Speaker of the Parliament of Ghana (3rd Speaker of the Fourth Republic)
- In office 7 January 2005 – 7 January 2009
- Preceded by: Peter Ala Adjetey
- Succeeded by: Joyce Bamford-Addo

Personal details
- Born: 4 September 1939 (age 86) Cape Coast, Ghana
- Children: 6
- Occupation: Solicitor / Barrister

= Ebenezer Sekyi-Hughes =

Former Speaker of the Parliament of Ghana

Ebenezer Begyina Sekyi Hughes (born 4 September 1939) was the Speaker of the Parliament of Ghana between 2005 and 2009.

==Early life==
Ebenezer Sekyi-Hughes was born on 4 September 1939 at Cape Coast, the capital of the Central Region of Ghana. From 1945 to 1953, he had his basic education at Cape Coast Government Boys School (now the Philip Quaque Boys School), founded c. 1766 by Philip Quaque, the first African to be ordained an Anglican vicar. His secondary education was at Adisadel College between 1954 and 1960. In 1961 he gained admission to the University of Ghana, Legon, where he obtained a Bachelor of Arts degree in 1964. He then attended the Ghana School of Law, graduating with an LLB in 1966.

Excerpted data –
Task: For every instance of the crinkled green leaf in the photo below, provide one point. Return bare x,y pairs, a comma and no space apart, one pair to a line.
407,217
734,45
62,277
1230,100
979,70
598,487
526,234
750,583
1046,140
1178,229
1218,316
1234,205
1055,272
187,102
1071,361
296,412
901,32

Task instructions –
1) In the biography of Ebenezer Sekyi-Hughes, which school did he attend for his secondary education?
2) Write the next part of the biography of Ebenezer Sekyi-Hughes, picking up after its final sentence.

Task-by-task outputs –
1) Adisadel College.

2)
==Career==
Ebenezer Sekyi-Hughes was admitted to the Ghana Bar as a barrister and solicitor of the Supreme Court of Ghana in 1966. He was in private legal practice in Accra and Takoradi in the Western Region from October 1966. He was appointed notary public by the Chief Justice of Ghana in 1974. He rose to the level of Senior Advocate in 1990. Sekyi-Hughes was the President of the Western Region Branch of the Ghana Bar Association from 1977 to 1981. He was also a member of the Judicial Council of Ghana during the same period. Sekyi-Hughes was elected by the chiefs and people of the Western Region to the Council of State of Ghana in 2001.
Although he lost elections as the first National Vice-Chairman in the late 1990s, he remained loyal to the party until he was re-elected to the National Council of Elders and subsequently appointed as the Speaker of Parliament during the NPP Administration.

==Family==
Sekyi-Hughes is married with six children.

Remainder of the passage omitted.